源文档:
╔══

面向文档的搜索分析引擎
- 应用系统的数据结构都是面向对象的,复杂的
- 对象数据存储到数据库中,只能拆解开来,变为扁平的多张表,每次查询的时候还得还原回对象格式
- ES是面向文档的,文档中存储的数据结构与面向对象的数据结构是一样的,基于这种文档数据结构,es可以提供复杂的索引,全文检索,分戏聚合等功能
- es的document用json数据格式来表达
//java实体类
public class Employee{
private String email;
private String firstName;
private String lastName;
private EmployeeInfo info;
private Date joinDate;
}
private class EmployeeInfo{
private String bio;
private Integer age;
private String[] interests;
}
EmployeeInfo info=new EmployeeInfo();
info.setBio("curious and modest");
info.setAge(30);
info.setInterests(new String[]{"bike","climb"});
Employee employee=new Employee();
employee.setEmail("zhangsan@sina.com");
employee.setFirstName("san"):
employee.setLastName("zhang");
employee.setInfo(info);
employee.setJoinDate(new Date());
//ES中保存的json格式
{
"email":"zhangsan@sina.com",
"first_name":"san",
"last_name":"zhang",
"info":{
"bio":"curious and modest",
"age":30,
"interests":["bike","climb"]
},
"join_date":"2020-01-01"

╚══

指令 1: 列出源文档中 Java 类 Employee 声明的所有字段名。

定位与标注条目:

╔══

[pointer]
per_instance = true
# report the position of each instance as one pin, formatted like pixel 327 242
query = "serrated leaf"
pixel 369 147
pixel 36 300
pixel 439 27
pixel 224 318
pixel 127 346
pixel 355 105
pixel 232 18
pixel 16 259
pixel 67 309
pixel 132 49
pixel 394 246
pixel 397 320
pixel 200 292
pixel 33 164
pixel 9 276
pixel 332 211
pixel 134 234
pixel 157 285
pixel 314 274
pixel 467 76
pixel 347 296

╚══

指令 2: 把上方列表的每一行原样再写一遍。

任务输出 1: email、firstName、lastName、info、joinDate

任务输出 2:
[pointer]
per_instance = true
# report the position of each instance as one pin, formatted like pixel 327 242
query = "serrated leaf"
pixel 369 147
pixel 36 300
pixel 439 27
pixel 224 318
pixel 127 346
pixel 355 105
pixel 232 18
pixel 16 259
pixel 67 309
pixel 132 49
pixel 394 246
pixel 397 320
pixel 200 292
pixel 33 164
pixel 9 276
pixel 332 211
pixel 134 234
pixel 157 285
pixel 314 274
pixel 467 76
pixel 347 296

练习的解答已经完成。